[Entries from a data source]
========================================================================

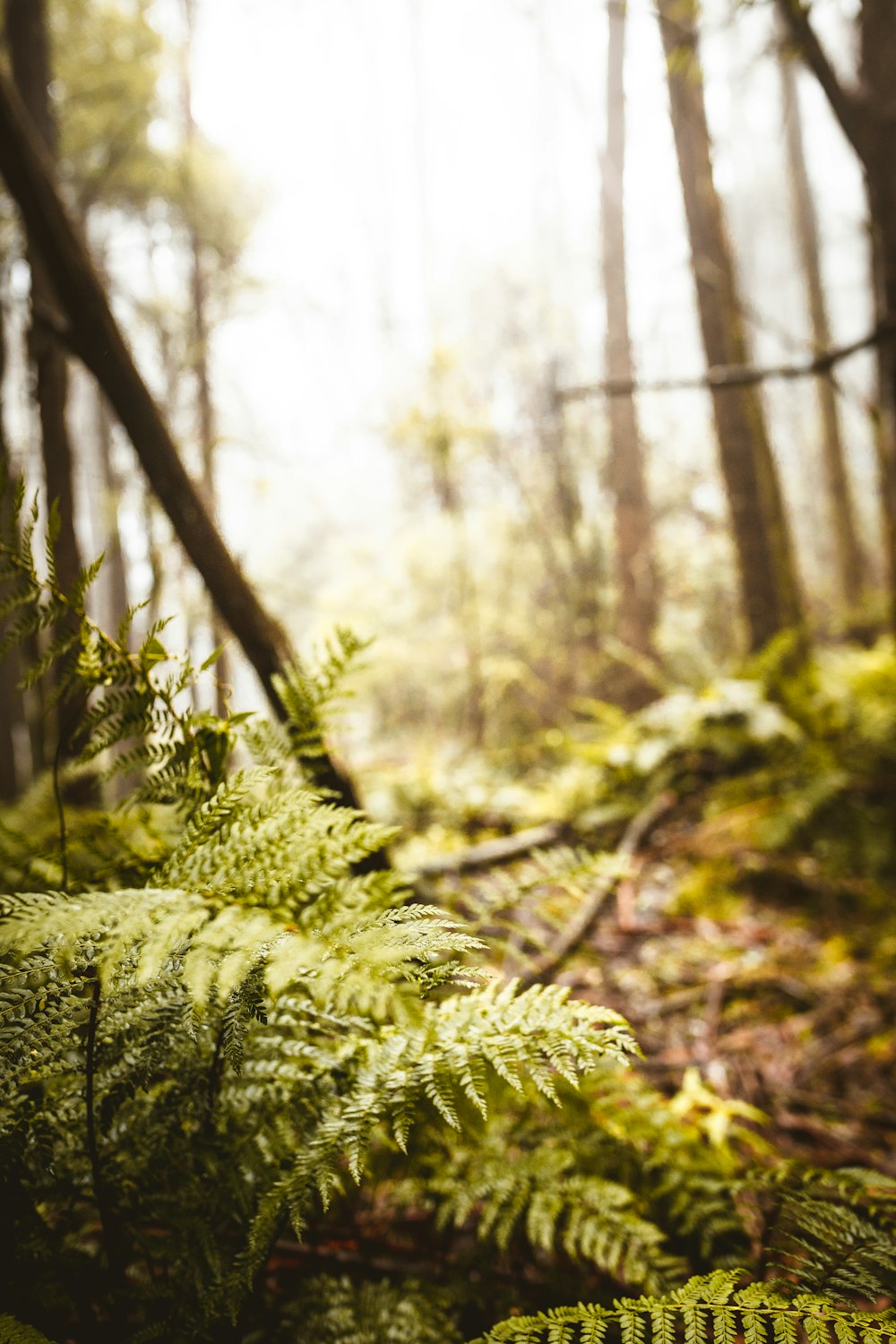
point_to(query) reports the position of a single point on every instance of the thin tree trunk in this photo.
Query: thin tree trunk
(850, 559)
(115, 566)
(635, 564)
(11, 701)
(766, 567)
(573, 569)
(866, 116)
(94, 335)
(29, 47)
(877, 66)
(201, 344)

========================================================================

[Work to be completed]:
Reproduce all of the material above word for word, but leave out the pictures.

[Task answer]:
point_to(query) reports the position of a single point on every instance of the thin tree trunk in this photo.
Query: thin tree trunk
(850, 559)
(115, 566)
(635, 564)
(11, 701)
(766, 567)
(573, 569)
(866, 116)
(94, 335)
(29, 47)
(877, 66)
(201, 344)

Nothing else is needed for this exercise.